EXERCISE TASK. Copy only what runs from the line containing "the black leather" through the end of the material below, line for line, with both ends included.

* begin DATASET RECORDS *

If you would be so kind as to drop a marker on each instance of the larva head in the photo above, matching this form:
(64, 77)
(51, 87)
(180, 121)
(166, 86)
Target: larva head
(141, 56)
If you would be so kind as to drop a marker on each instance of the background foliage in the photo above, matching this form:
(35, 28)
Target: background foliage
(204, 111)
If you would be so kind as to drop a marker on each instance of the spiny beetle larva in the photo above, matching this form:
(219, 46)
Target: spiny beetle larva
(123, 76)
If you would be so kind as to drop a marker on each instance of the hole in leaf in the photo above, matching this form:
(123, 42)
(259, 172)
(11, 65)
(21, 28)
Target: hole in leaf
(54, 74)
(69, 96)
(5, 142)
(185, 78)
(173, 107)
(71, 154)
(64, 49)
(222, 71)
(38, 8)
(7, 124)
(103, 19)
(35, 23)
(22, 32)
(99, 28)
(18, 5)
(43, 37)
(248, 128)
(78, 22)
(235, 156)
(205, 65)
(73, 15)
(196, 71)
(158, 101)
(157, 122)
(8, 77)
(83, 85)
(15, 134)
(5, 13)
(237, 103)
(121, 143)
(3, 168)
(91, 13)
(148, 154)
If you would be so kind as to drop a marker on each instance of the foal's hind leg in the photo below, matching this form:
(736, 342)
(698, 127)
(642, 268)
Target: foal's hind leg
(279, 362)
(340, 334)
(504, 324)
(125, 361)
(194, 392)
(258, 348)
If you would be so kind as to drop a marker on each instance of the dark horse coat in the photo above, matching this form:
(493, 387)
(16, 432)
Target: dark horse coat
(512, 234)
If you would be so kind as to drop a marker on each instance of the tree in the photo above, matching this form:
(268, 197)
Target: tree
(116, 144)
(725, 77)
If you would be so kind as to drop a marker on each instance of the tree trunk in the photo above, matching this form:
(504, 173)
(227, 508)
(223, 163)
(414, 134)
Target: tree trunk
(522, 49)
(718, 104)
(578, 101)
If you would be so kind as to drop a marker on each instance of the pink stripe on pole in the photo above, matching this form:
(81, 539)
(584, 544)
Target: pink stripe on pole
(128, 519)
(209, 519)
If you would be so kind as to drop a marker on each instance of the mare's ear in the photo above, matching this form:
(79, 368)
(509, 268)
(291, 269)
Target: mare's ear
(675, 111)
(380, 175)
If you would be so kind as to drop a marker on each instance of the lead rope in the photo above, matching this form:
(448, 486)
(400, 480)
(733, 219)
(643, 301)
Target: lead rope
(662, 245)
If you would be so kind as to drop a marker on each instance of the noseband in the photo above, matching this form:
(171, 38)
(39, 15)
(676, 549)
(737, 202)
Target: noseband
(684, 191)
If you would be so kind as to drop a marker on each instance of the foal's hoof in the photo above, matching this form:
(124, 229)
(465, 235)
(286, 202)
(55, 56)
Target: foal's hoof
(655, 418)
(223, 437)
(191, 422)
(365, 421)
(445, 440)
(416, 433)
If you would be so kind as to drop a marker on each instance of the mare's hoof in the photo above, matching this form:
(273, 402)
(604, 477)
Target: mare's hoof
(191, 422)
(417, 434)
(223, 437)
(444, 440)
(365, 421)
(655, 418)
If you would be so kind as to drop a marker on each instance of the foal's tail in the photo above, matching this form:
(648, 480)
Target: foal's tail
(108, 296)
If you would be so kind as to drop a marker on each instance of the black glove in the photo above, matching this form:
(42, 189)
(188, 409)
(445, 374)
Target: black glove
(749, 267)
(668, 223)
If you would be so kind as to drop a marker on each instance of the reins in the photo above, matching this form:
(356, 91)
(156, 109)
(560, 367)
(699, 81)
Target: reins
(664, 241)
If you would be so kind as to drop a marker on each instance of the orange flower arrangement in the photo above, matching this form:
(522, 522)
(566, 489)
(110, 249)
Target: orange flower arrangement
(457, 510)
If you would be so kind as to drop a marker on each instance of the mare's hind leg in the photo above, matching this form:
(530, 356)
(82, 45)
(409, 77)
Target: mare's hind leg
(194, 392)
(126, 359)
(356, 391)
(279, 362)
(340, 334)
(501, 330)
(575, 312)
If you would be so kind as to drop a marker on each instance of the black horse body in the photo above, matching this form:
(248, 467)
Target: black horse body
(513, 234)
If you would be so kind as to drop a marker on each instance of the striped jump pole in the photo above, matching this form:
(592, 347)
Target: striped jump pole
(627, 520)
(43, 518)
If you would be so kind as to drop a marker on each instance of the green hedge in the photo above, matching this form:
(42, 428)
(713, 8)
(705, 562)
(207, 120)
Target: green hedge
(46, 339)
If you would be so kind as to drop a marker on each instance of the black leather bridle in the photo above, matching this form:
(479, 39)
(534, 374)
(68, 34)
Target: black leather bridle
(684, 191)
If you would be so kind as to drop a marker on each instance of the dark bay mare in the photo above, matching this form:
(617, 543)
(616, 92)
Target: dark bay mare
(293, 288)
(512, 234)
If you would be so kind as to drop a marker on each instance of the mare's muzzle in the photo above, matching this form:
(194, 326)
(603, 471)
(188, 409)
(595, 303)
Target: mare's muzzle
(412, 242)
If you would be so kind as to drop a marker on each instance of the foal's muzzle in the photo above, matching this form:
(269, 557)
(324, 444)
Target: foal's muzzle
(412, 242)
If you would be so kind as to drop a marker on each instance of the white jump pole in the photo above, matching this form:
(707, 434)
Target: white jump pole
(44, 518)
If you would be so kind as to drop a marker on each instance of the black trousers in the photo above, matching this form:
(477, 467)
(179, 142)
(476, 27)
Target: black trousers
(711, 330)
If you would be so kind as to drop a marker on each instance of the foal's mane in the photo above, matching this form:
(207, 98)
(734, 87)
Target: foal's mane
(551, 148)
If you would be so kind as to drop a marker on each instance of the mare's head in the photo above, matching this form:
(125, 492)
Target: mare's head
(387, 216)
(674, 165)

* end DATASET RECORDS *

ANSWER BELOW.
If you would be so kind as to drop a marker on each instance of the black leather bridle in the photo above, matching this form:
(479, 39)
(534, 374)
(68, 34)
Target: black leather bridle
(684, 191)
If you would be so kind as to drop a marker on each instance of the dark bay mare in the photo above, matching this form:
(617, 543)
(616, 92)
Target: dark bay mare
(293, 288)
(512, 234)
If you would be so kind as to drop a marker on each instance of the mare's muzzle in the photo above, matching this form:
(194, 326)
(603, 471)
(188, 409)
(595, 303)
Target: mare's muzzle
(412, 242)
If you would be so kind as to drop a marker on each instance of the foal's muzzle in the photo above, matching this form:
(269, 557)
(324, 444)
Target: foal's muzzle
(412, 242)
If you would be so kind as to drop a marker on each instance of the white jump pole in the photo above, matching this form:
(707, 434)
Target: white jump pole
(44, 518)
If you would be so kind as to drop a marker on each instance of the black trousers in the photo above, matching this form:
(477, 467)
(179, 142)
(476, 27)
Target: black trousers
(711, 330)
If you would be so kind as to drop a marker on each instance of the foal's mane in the photo above, matching this form:
(207, 98)
(734, 87)
Target: foal's mane
(551, 148)
If you would be so kind as to drop a marker on each instance of the mare's head in the photo above, matching this form:
(125, 492)
Target: mare's head
(387, 216)
(674, 165)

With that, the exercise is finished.